## Required work
Your answer must be an exact copy of the entries below, with no pictures in it.

═══

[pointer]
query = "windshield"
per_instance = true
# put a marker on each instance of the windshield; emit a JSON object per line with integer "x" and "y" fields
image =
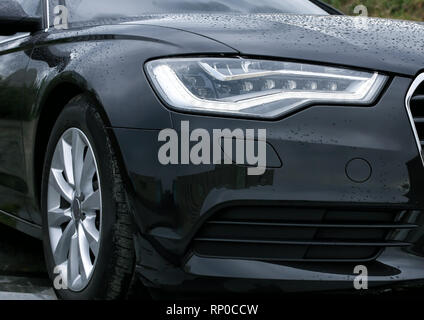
{"x": 80, "y": 11}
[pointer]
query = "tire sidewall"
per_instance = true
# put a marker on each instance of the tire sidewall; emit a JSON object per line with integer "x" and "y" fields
{"x": 81, "y": 115}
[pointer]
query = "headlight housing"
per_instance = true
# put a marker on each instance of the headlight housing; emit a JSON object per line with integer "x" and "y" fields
{"x": 257, "y": 88}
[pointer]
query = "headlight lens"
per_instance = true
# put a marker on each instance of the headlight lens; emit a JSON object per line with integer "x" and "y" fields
{"x": 257, "y": 88}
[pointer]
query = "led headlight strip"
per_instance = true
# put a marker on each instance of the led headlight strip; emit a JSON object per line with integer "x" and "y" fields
{"x": 256, "y": 88}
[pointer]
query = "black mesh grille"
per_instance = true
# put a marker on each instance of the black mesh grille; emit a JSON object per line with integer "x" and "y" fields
{"x": 300, "y": 234}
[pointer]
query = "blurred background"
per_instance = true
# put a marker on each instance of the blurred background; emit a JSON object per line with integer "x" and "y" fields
{"x": 396, "y": 9}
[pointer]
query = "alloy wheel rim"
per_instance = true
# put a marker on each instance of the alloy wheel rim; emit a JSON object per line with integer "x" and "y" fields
{"x": 74, "y": 204}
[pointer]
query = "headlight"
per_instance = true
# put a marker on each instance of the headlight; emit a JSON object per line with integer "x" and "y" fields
{"x": 257, "y": 88}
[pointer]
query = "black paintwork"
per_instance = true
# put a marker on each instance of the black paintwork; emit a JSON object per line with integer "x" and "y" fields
{"x": 311, "y": 148}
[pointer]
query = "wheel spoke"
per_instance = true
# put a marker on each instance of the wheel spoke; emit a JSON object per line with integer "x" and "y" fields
{"x": 58, "y": 216}
{"x": 91, "y": 202}
{"x": 84, "y": 252}
{"x": 73, "y": 205}
{"x": 88, "y": 171}
{"x": 78, "y": 146}
{"x": 61, "y": 186}
{"x": 66, "y": 154}
{"x": 62, "y": 248}
{"x": 91, "y": 233}
{"x": 73, "y": 261}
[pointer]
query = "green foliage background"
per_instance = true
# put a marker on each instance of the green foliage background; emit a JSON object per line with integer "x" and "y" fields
{"x": 397, "y": 9}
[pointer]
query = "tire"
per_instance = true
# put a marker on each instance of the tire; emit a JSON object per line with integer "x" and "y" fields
{"x": 112, "y": 256}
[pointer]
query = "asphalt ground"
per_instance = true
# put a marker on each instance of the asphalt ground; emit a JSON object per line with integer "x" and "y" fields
{"x": 23, "y": 275}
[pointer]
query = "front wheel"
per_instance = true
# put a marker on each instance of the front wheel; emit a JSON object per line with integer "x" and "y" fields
{"x": 86, "y": 218}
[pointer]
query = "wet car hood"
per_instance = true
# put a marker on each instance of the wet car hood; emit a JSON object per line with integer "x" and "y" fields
{"x": 377, "y": 44}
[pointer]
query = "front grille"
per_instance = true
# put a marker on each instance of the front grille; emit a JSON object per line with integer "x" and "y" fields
{"x": 416, "y": 107}
{"x": 300, "y": 234}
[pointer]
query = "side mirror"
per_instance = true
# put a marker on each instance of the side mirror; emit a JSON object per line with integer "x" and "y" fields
{"x": 13, "y": 19}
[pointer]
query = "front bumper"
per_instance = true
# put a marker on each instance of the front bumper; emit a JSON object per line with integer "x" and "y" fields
{"x": 311, "y": 160}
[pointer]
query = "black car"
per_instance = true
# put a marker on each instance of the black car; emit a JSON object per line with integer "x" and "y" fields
{"x": 104, "y": 110}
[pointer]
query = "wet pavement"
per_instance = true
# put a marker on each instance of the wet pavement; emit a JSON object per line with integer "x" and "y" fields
{"x": 22, "y": 272}
{"x": 23, "y": 275}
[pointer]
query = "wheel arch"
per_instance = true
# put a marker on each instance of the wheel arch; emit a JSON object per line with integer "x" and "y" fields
{"x": 53, "y": 101}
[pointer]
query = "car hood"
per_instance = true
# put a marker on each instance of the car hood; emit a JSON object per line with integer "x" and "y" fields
{"x": 379, "y": 44}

═══

## Task response
[pointer]
query = "windshield"
per_instance = true
# put a marker on each instance of the windshield; emit a JSON object per line with integer "x" and "y" fields
image =
{"x": 80, "y": 11}
[pointer]
query = "tire sidewall"
per_instance = true
# put a marker on each instance of the tire sidewall; emit a JSON object per line with integer "x" and "y" fields
{"x": 81, "y": 115}
[pointer]
query = "headlight housing"
per_instance = true
# put a marker on each instance of the headlight housing; emit a JSON object per line with integer "x" and "y" fields
{"x": 257, "y": 88}
[pointer]
query = "headlight lens"
per_instance = true
# put a marker on each instance of the headlight lens; emit a JSON object per line with integer "x" and "y" fields
{"x": 257, "y": 88}
[pointer]
query = "led headlight strip"
per_instance = true
# put a marker on each instance of the led headlight strip; emit a JSON object per line with integer "x" and "y" fields
{"x": 256, "y": 88}
[pointer]
query = "black mesh grille"
per_instance = true
# put a marker on each instance of the black mesh grille; emit a JSON object per line with integer "x" and "y" fields
{"x": 300, "y": 234}
[pointer]
query = "blurred background"
per_instance = true
# put a marker on each instance of the blurred background; emit a JSON object per line with integer "x" and "y" fields
{"x": 396, "y": 9}
[pointer]
query = "alloy wheel rim"
per_instance = true
# put a marker on each instance of the alloy wheel rim; emit a JSON object per line with integer "x" and "y" fields
{"x": 74, "y": 204}
[pointer]
query = "headlight"
per_instance = true
# put a marker on each instance of the headlight; emit a JSON object per line with integer "x" and "y" fields
{"x": 257, "y": 88}
[pointer]
query = "black paintwork"
per_instance = true
# put a marker on each instance of the black paintwork; emit a JSON object per line with integer "x" and "y" fields
{"x": 311, "y": 148}
[pointer]
query = "wheel spoke"
per_instance = true
# put a marker on each instance of the wheel spoke; emit a JSON object per line with integer "x" and "y" fields
{"x": 58, "y": 216}
{"x": 91, "y": 202}
{"x": 84, "y": 252}
{"x": 73, "y": 205}
{"x": 88, "y": 171}
{"x": 78, "y": 146}
{"x": 61, "y": 186}
{"x": 66, "y": 154}
{"x": 62, "y": 248}
{"x": 91, "y": 233}
{"x": 73, "y": 261}
[pointer]
query = "green foliage background"
per_instance = true
# put a marker on each instance of the green foliage background; emit a JSON object per line with integer "x" and "y" fields
{"x": 397, "y": 9}
[pointer]
query = "tire"
per_instance = true
# put a marker on each instance of the tire; emit a JSON object per line with integer "x" and "y" fields
{"x": 112, "y": 256}
[pointer]
query = "asphalt ground"
per_instance = true
# put a marker on each instance of the asphalt ground; emit a JSON object per line with integer "x" and "y" fields
{"x": 23, "y": 275}
[pointer]
query = "front wheel"
per_instance = true
# put a marker on each instance of the front wheel; emit a JSON object per line with integer "x" and "y" fields
{"x": 86, "y": 218}
[pointer]
query = "wet car hood"
per_instance = true
# put a marker on each instance of the wet car hood; emit a JSON object per line with integer "x" and "y" fields
{"x": 377, "y": 44}
[pointer]
query = "front grille"
per_instance = true
# put a marker on each instance of the front grille; emit a JSON object per line with integer "x" and "y" fields
{"x": 416, "y": 107}
{"x": 300, "y": 234}
[pointer]
query = "side mirror"
per_instance = true
# put a marker on each instance of the side mirror; emit a JSON object per line with integer "x" and "y" fields
{"x": 13, "y": 19}
[pointer]
query = "front bumper"
per_instance = true
# put a marker on each instance of the front bumper; emit a JSON object per line with integer "x" and "y" fields
{"x": 311, "y": 160}
[pointer]
query = "black car"
per_instance = true
# put a marker on each instance of the black car; emit a JSON object per line with integer "x" and "y" fields
{"x": 104, "y": 110}
[pointer]
query = "wet pavement"
per_instance = true
# put a marker on each instance of the wet pavement; emit a JSON object per line with integer "x" and "y" fields
{"x": 22, "y": 272}
{"x": 23, "y": 275}
[pointer]
query = "wheel arch"
per_instance = true
# put a marker on each instance of the wheel arch; emit a JSON object per line with integer "x" and "y" fields
{"x": 53, "y": 101}
[pointer]
query = "car hood"
per_instance = true
# put a marker on each instance of the car hood; emit a JSON object per line with integer "x" and "y" fields
{"x": 379, "y": 44}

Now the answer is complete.